> _What to work on_
Exactly the lines from the one with "In this picture, where can the dark jeans" to the end of the listing must be repeated, both ends included, with nothing added.

> _Dataset entries_
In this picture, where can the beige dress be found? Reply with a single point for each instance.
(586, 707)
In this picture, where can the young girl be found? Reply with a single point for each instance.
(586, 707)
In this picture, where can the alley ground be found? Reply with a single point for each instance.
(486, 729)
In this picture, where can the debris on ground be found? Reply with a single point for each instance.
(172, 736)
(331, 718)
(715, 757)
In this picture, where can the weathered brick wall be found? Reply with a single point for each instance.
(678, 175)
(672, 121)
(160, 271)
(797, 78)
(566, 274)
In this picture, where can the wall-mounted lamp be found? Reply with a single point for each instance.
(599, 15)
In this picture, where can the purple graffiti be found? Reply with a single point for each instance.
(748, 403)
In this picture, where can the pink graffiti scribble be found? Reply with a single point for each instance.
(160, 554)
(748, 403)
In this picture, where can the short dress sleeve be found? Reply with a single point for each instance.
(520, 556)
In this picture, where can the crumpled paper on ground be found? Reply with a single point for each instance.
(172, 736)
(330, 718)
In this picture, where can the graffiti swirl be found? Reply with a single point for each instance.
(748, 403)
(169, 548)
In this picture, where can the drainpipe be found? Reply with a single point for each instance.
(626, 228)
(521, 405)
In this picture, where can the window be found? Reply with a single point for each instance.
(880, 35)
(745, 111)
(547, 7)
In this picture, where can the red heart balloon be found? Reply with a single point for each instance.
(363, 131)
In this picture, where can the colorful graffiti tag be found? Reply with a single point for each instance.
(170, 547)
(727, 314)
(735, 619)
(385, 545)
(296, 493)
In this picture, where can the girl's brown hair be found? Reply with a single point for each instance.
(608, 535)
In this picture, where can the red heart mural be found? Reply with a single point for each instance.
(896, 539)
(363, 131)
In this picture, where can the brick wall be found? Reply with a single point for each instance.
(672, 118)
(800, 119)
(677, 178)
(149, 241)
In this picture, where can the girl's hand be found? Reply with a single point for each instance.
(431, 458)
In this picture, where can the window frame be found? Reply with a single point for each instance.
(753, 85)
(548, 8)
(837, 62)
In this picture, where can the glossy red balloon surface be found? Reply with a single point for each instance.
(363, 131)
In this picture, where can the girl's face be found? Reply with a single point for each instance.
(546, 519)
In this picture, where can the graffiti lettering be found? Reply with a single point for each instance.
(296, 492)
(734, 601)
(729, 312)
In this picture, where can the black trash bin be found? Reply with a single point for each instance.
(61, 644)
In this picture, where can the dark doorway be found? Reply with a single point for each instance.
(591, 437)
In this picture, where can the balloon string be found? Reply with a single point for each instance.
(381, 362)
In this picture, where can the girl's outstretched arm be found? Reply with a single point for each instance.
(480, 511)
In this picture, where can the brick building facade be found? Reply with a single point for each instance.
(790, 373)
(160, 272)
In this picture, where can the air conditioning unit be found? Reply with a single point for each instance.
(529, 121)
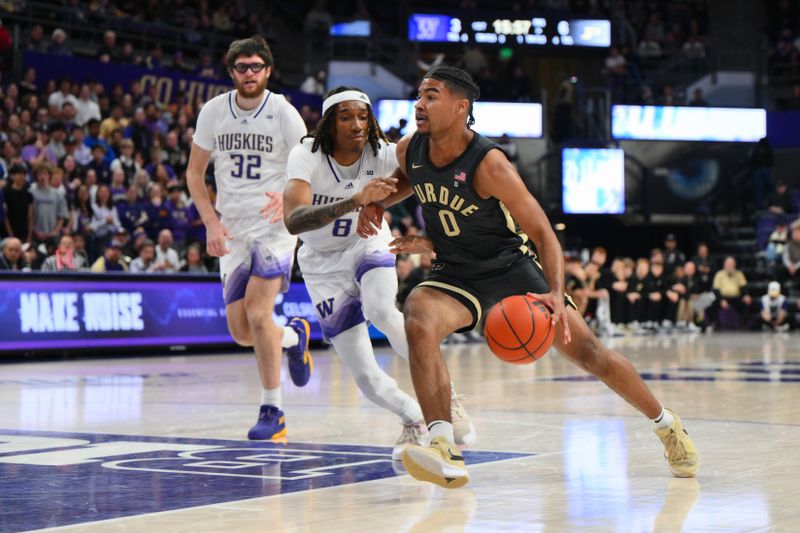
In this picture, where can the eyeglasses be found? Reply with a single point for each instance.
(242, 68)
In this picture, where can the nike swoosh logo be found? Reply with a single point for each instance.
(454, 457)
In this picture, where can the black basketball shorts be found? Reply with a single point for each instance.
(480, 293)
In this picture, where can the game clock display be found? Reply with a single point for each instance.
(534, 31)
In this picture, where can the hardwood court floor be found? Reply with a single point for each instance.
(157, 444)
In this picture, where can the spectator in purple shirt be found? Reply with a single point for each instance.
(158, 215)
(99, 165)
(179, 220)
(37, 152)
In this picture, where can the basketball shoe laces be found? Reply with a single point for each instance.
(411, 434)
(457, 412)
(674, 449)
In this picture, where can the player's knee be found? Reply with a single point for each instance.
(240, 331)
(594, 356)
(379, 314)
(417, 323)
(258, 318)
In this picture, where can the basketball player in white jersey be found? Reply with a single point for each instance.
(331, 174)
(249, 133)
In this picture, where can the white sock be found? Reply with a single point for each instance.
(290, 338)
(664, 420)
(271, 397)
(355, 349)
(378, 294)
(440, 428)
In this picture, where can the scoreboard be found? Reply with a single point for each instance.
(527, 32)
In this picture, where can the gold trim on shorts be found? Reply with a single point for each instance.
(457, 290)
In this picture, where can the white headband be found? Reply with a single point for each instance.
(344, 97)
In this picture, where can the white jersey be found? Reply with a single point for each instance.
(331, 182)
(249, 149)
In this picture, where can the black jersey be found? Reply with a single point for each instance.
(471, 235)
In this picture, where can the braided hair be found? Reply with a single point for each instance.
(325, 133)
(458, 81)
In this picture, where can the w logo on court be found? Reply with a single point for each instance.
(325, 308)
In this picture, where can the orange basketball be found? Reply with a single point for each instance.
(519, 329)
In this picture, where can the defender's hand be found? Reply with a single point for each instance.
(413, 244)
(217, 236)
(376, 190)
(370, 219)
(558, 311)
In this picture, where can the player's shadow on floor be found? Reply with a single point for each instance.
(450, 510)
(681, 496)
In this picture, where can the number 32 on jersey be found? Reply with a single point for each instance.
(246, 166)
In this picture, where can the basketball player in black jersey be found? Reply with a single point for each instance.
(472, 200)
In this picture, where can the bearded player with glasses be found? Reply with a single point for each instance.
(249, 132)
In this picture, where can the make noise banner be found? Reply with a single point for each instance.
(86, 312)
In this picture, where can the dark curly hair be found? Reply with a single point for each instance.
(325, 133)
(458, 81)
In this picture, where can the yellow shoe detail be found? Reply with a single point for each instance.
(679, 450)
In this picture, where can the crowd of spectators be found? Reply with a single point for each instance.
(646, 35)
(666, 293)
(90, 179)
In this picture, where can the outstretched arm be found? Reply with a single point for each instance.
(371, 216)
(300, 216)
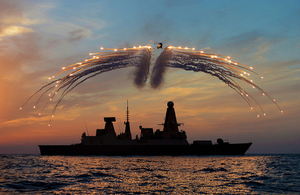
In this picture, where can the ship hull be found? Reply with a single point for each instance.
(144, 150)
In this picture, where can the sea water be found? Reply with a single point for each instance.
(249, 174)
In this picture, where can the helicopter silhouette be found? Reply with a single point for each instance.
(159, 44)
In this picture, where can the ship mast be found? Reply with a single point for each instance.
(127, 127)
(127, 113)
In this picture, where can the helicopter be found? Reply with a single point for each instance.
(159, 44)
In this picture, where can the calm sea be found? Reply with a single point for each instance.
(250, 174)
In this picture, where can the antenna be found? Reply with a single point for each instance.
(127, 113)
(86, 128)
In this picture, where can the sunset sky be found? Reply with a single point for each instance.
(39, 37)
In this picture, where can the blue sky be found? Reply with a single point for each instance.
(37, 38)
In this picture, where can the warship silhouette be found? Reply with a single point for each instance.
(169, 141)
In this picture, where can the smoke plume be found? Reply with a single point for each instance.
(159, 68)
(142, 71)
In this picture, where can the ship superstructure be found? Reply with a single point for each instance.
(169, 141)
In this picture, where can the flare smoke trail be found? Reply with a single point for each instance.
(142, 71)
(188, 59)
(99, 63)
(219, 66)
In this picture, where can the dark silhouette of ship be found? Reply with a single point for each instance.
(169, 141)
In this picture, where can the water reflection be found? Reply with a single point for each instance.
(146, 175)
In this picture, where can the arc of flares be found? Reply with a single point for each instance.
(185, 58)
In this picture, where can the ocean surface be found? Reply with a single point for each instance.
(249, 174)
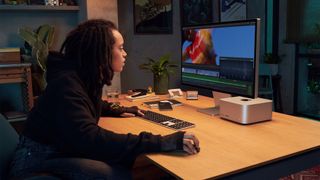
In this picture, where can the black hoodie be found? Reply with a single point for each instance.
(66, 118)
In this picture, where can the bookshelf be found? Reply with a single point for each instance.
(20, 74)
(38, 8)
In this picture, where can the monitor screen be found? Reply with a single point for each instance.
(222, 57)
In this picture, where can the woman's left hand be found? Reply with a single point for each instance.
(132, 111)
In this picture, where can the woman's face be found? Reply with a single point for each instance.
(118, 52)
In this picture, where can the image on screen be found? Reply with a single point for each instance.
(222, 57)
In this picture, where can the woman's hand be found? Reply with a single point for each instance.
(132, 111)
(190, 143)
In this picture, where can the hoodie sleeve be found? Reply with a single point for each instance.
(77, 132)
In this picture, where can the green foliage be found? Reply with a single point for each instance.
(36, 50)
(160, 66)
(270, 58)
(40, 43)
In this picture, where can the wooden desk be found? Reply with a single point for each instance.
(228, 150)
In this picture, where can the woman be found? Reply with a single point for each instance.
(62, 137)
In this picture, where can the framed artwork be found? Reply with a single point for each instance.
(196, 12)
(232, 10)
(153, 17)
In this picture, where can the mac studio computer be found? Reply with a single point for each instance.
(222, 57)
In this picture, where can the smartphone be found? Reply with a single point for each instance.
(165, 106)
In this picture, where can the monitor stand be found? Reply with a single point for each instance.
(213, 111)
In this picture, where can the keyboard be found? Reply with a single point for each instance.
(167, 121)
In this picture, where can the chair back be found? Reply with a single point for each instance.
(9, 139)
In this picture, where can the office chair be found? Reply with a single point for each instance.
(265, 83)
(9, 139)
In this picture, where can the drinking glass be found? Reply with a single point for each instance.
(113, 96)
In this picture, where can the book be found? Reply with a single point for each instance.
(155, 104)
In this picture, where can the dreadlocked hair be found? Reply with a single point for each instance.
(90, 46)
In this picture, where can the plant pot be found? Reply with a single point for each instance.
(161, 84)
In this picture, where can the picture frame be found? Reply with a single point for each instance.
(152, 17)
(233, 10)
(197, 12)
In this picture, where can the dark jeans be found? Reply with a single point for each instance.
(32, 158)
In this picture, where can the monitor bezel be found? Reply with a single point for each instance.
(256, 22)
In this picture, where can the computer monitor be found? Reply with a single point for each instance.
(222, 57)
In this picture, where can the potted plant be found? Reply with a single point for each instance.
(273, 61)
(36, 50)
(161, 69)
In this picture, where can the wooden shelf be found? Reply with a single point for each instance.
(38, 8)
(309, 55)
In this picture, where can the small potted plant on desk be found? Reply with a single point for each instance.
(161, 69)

> _Answer below_
In this picture, where can the dark jeans be found? Reply with a single point for each instance.
(32, 158)
In this picture, where can the monitor bezel be found? Reply with a single point for each instance.
(256, 22)
In this picture, where can the computer monitor be found? Reply with a single point for each instance.
(222, 57)
In this picture, where can the potted plant be found? Reply with a single point for each instance.
(273, 61)
(36, 50)
(161, 69)
In this picture, where can the wooden shelf be found? Reply with a single point for each instance.
(38, 8)
(309, 55)
In this picture, where can the small potted plant on desk be found? Reply with a single point for each instance.
(161, 69)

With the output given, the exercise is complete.